§ DOCUMENT EXCERPT:
========================

Calame's bloodless performance convinces some (Timothy Noah for one) that the Times public editor slot should be scrapped. A generation ago, the job of beating the press fell to two journalism reviews, a few alternative newspaper columnists, and several hundred pressure groups. Today, says Noah, nobody who navigates to Romenesko or tours the blogs thinks of the press and the New York Times as underexamined institutions. Today's posse includes not only press critics but the Shorensteins, the Annenbergs, the Pews, the Neimans, the Brookings, the Projects for Excellence, the journalism schools, not to mention the ideologically motivated watchdogs (Media Matters, Media Research Center, FAIR).

========================

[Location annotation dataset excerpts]
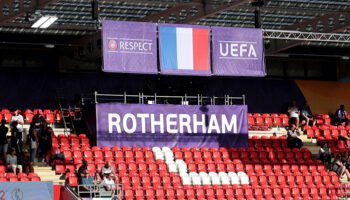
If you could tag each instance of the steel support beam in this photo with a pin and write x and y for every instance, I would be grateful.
(329, 23)
(191, 13)
(9, 9)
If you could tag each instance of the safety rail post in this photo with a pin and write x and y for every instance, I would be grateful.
(95, 94)
(346, 184)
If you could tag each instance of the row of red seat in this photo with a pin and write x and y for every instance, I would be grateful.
(223, 194)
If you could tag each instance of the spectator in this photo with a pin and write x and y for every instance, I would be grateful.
(82, 170)
(45, 141)
(37, 120)
(292, 140)
(26, 162)
(294, 113)
(107, 169)
(14, 136)
(109, 183)
(340, 116)
(11, 161)
(3, 140)
(339, 168)
(324, 154)
(88, 182)
(18, 118)
(306, 117)
(34, 143)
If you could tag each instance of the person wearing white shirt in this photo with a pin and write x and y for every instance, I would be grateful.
(20, 122)
(109, 183)
(294, 114)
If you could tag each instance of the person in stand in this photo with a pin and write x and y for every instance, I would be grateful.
(18, 118)
(340, 116)
(293, 140)
(11, 161)
(88, 182)
(45, 141)
(37, 120)
(3, 140)
(294, 113)
(339, 168)
(306, 117)
(14, 136)
(34, 142)
(324, 154)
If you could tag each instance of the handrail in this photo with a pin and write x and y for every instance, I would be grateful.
(199, 99)
(96, 191)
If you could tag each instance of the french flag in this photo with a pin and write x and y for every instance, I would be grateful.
(184, 48)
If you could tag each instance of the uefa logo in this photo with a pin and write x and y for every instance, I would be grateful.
(112, 44)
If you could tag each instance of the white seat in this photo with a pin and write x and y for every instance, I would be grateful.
(222, 174)
(206, 180)
(158, 155)
(231, 174)
(225, 180)
(179, 161)
(155, 149)
(215, 180)
(196, 180)
(213, 174)
(169, 161)
(235, 180)
(182, 167)
(203, 174)
(186, 180)
(172, 167)
(193, 174)
(241, 174)
(244, 180)
(166, 149)
(182, 174)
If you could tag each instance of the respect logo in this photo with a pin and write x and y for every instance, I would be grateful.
(112, 44)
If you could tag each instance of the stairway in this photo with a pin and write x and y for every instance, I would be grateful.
(47, 174)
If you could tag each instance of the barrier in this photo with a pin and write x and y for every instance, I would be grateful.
(27, 190)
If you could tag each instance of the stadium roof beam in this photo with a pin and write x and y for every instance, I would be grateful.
(187, 14)
(329, 23)
(10, 9)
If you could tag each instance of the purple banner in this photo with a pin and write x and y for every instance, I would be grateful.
(129, 47)
(238, 52)
(171, 125)
(184, 49)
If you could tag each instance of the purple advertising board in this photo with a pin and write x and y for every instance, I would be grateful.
(129, 47)
(171, 125)
(184, 49)
(238, 52)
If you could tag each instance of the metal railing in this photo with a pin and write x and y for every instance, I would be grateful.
(98, 191)
(165, 99)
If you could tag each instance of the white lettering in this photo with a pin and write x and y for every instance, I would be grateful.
(112, 123)
(199, 123)
(234, 49)
(143, 117)
(133, 123)
(185, 121)
(170, 122)
(159, 123)
(221, 52)
(230, 127)
(213, 124)
(251, 51)
(242, 49)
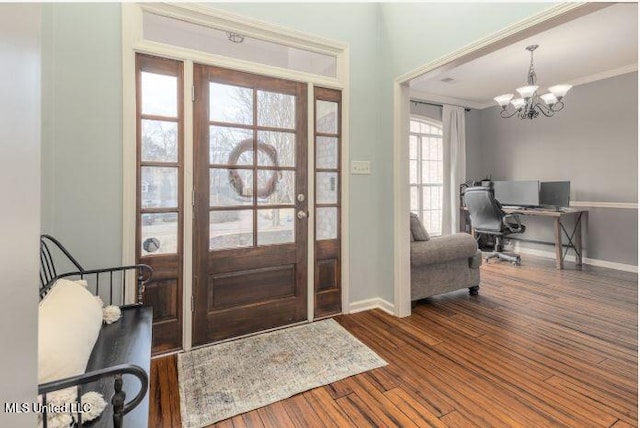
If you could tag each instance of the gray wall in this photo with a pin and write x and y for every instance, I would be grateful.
(593, 143)
(20, 216)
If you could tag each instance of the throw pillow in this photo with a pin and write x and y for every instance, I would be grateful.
(69, 320)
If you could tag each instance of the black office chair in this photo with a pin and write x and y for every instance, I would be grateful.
(487, 217)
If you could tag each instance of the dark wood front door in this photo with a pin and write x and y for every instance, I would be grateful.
(250, 226)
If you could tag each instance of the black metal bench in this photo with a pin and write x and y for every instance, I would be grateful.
(119, 364)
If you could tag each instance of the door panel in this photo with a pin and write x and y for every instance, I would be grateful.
(250, 246)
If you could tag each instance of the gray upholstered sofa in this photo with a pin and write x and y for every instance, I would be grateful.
(442, 264)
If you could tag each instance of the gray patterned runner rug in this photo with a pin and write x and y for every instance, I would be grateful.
(223, 380)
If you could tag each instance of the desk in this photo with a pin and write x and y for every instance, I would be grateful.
(574, 239)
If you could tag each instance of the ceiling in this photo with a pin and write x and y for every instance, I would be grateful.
(598, 45)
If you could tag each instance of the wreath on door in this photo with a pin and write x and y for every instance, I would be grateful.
(234, 177)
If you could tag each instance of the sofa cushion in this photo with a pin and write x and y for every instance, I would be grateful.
(476, 260)
(442, 249)
(418, 232)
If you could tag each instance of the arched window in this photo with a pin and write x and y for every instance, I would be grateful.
(426, 168)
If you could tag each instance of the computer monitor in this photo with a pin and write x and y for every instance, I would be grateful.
(555, 193)
(520, 193)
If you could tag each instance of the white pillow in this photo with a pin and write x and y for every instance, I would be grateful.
(69, 320)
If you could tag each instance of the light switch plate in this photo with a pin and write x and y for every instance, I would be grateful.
(360, 167)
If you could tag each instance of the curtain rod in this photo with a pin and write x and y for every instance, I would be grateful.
(438, 105)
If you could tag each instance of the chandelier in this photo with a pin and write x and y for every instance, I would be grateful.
(530, 104)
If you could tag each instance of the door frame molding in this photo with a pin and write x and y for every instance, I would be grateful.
(548, 18)
(133, 42)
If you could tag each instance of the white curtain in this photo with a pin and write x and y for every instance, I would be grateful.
(454, 165)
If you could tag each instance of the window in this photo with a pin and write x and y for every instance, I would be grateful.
(426, 175)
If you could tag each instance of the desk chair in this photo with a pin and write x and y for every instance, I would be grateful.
(487, 217)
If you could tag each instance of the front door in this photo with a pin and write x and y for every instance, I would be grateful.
(250, 203)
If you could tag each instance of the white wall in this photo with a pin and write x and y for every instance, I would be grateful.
(82, 130)
(20, 216)
(84, 115)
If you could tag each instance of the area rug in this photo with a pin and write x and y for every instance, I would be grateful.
(223, 380)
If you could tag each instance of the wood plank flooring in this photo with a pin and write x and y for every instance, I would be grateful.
(537, 347)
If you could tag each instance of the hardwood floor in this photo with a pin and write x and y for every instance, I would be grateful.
(536, 348)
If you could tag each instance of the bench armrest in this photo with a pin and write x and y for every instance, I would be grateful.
(120, 408)
(110, 275)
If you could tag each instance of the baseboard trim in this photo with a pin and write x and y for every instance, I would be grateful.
(590, 204)
(374, 303)
(572, 258)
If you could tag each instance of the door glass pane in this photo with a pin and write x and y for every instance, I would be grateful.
(432, 172)
(159, 94)
(414, 199)
(276, 148)
(327, 152)
(230, 146)
(413, 171)
(432, 148)
(230, 229)
(326, 117)
(327, 187)
(276, 187)
(159, 141)
(231, 104)
(326, 223)
(276, 110)
(413, 147)
(275, 226)
(228, 187)
(159, 187)
(159, 233)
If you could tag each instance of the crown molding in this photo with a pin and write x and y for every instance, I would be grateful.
(604, 75)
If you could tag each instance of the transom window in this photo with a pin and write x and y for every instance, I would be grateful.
(426, 175)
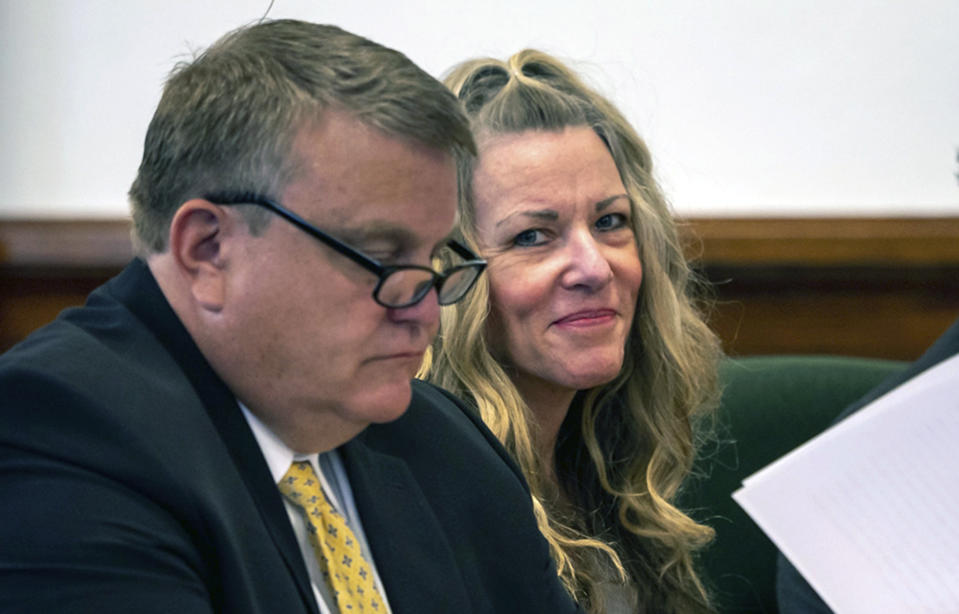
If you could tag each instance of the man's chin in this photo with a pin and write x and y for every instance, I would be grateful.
(386, 403)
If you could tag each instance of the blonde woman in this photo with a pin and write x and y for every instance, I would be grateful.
(582, 348)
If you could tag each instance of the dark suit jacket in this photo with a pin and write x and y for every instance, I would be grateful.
(793, 593)
(130, 482)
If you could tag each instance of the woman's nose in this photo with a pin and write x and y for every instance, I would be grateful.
(587, 265)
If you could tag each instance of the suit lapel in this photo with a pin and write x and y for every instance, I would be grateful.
(415, 561)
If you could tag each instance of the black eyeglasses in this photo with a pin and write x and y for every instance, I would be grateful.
(400, 285)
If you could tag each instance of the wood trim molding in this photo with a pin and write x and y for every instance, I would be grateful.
(824, 242)
(66, 245)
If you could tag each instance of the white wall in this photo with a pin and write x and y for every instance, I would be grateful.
(751, 107)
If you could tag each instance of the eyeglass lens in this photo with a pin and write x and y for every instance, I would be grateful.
(405, 287)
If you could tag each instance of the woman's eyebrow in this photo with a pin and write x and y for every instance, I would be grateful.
(606, 202)
(548, 215)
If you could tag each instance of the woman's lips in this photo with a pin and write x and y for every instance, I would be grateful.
(589, 317)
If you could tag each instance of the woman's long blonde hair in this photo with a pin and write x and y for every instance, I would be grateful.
(625, 447)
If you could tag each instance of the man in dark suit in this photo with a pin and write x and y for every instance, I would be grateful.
(229, 424)
(794, 594)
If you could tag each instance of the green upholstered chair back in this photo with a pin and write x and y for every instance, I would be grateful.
(770, 405)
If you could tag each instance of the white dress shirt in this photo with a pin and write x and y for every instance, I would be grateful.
(329, 468)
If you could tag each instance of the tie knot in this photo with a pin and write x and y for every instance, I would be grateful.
(300, 483)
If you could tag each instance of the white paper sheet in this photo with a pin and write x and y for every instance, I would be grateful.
(868, 511)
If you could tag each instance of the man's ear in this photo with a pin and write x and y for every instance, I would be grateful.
(198, 236)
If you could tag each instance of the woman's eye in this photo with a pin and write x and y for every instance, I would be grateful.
(528, 238)
(611, 221)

========================

§ WHAT TO DO:
In the text on press criticism, who handled the job of beating the press a generation ago? The lines aren't needed for the task.

§ SOLUTION BELOW:
Two journalism reviews, a few alternative newspaper columnists, and several hundred pressure groups.